• [Work to complete] Please rewrite all of the lines below with "puppy's" replaced by "dog's" wherever it occurs, leaving everything else unchanged. Omit the pictures from your answer.

##### Source data #####

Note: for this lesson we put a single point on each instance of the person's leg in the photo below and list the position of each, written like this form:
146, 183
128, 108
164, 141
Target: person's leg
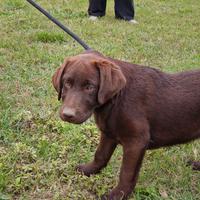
97, 8
124, 9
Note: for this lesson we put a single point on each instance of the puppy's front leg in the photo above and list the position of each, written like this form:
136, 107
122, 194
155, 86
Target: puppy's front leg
133, 153
103, 153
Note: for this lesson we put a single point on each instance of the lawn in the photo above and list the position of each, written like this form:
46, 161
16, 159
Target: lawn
38, 152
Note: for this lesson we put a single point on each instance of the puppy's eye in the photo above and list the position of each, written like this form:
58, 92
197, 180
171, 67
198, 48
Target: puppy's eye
68, 84
89, 88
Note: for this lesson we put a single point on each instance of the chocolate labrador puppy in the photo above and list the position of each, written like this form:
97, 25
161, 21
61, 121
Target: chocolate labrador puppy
138, 107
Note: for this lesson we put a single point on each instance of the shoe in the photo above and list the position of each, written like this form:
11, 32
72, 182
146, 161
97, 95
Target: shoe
132, 21
93, 18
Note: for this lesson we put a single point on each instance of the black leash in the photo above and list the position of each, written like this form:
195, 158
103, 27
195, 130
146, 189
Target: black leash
83, 44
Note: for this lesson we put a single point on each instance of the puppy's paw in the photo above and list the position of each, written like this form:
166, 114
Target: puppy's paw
115, 195
87, 169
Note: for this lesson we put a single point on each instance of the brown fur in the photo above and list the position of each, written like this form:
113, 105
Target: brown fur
138, 107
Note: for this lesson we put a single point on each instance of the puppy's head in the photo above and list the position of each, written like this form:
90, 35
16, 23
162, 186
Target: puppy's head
84, 82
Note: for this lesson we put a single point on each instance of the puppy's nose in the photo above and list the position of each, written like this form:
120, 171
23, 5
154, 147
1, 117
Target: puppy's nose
68, 112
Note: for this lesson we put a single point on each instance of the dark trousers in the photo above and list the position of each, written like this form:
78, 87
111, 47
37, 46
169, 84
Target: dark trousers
124, 9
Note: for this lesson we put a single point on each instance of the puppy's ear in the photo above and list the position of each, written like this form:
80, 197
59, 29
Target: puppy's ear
112, 80
57, 78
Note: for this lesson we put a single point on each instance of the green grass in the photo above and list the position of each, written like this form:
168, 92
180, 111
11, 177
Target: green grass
38, 152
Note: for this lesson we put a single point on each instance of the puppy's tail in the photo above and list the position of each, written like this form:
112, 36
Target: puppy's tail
195, 164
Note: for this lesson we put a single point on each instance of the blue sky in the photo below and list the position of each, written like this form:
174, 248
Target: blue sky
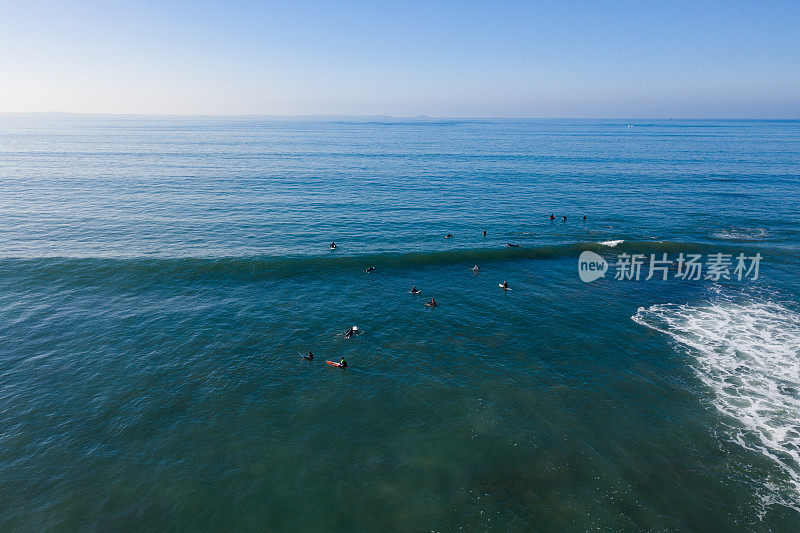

#####

• [Full output]
Note: for this lesson we put a single point on each instance of the person's leg in the photo below and list the position of each, written like this form:
146, 183
128, 108
164, 141
Target: person's leg
97, 8
124, 9
Note: for this lesson we put a single point on each instance of the dog's front leg in the photo above and list the position of each, written like this form:
136, 107
122, 194
155, 86
Target: dog's front leg
133, 153
103, 153
Note: for this lesson we put a single point on each instance of the lawn in the photo above and list the position of each, written like this form:
46, 161
16, 159
Target: lawn
38, 152
Note: for this lesson we put a single point on each instance of the dog's eye in the photo above and list the position of each, written like this form:
58, 92
197, 180
171, 67
198, 48
Target: dog's eye
68, 84
89, 88
Note: for this lesson we put a single point on each instance of the chocolate labrador puppy in the photo above and list the position of each, written like this form:
97, 25
161, 21
61, 121
Target: chocolate labrador puppy
138, 107
Note: for this lesson we put a single point on each instance of the shoe in the photo above and list the position of each, written like this form:
11, 32
72, 182
146, 161
97, 95
Target: shoe
132, 21
93, 18
Note: for this lesson we put a single point on each instance of the black leash in the photo above and list the position of each, written like this form:
195, 158
103, 27
195, 130
146, 189
Target: black leash
83, 44
Note: for this lesson we put a single point on each instance of the dog's paw in the photo above and list the position of each, written like this form:
166, 114
Target: dog's paw
115, 195
87, 169
Note: for this lesson we put a single point on each instance of the brown fur in the photo above and list the position of each, written like this form:
113, 105
Target: brown fur
138, 107
Note: for this lesson we put a single point on each instance of the dog's head in the photo above and list the position of each, written like this form:
90, 35
16, 23
162, 186
Target: dog's head
84, 82
Note: for this lesson we put a single point on each instance of the dog's nose in the photo above and list the position of each, written like this form:
120, 171
23, 5
154, 147
1, 117
Target: dog's nose
68, 112
Note: for this lesson we put a single point on each instance of the dark trousers in the photo above and list the position of each, written like this form:
78, 87
111, 47
37, 46
169, 84
Target: dark trousers
124, 9
Note: for this lesson we put a single point on each instance of the dog's ear in the photo above and list the position of each, written like this form:
80, 197
59, 29
Target: dog's ear
112, 80
57, 78
Note: for this lesson we put a single point on each instance of the green grass in the photo above and list the position of each, written like this form:
168, 92
180, 111
11, 177
Target: green grass
38, 152
Note: for this lesson we put a single point on each instance of the dog's tail in the photo above and list the position of each, written like this form:
112, 36
Target: dog's tail
195, 164
Note: for this lesson we put a single point on each instance of the blue sky in the photo below and list the position of each, written like this form:
174, 248
Target: blue sky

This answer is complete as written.